### [Task description]
Determine how many lines of the entries include the word "part", and report that number with no further text.

### [Provided data]
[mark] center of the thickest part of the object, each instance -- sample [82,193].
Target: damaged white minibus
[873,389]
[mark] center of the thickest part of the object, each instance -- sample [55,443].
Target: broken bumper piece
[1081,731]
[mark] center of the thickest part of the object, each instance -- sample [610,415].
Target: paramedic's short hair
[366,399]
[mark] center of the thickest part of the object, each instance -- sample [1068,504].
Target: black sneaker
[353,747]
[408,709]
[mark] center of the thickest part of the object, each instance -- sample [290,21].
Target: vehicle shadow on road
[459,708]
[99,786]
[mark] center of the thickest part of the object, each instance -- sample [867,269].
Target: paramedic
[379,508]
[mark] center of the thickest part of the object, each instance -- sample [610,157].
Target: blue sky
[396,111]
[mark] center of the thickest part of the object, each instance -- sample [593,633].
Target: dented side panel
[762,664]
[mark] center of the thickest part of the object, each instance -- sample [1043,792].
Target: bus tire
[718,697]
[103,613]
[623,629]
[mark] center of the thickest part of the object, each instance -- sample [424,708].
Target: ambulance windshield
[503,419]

### [Exercise response]
10